— BEGIN PROVIDED DATA —
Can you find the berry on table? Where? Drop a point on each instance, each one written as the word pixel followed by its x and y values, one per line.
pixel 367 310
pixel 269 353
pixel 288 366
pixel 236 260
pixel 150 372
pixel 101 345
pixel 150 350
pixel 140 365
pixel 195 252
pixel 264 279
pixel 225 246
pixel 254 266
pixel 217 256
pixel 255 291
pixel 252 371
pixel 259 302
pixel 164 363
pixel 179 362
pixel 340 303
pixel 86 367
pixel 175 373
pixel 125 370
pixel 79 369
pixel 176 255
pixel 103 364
— END PROVIDED DATA —
**PROBLEM TO WORK ON:** Can you copy out all of the material above line for line, changing nothing?

**TASK OUTPUT:**
Can you find the berry on table? Where? Drop a point on each instance, each one written as the word pixel followed by its x and y values, one per line.
pixel 367 310
pixel 269 353
pixel 288 366
pixel 236 260
pixel 150 372
pixel 101 345
pixel 150 350
pixel 140 365
pixel 195 252
pixel 264 279
pixel 225 246
pixel 254 266
pixel 217 256
pixel 255 291
pixel 252 371
pixel 259 302
pixel 164 363
pixel 179 362
pixel 340 303
pixel 86 367
pixel 175 373
pixel 125 370
pixel 79 369
pixel 176 255
pixel 103 364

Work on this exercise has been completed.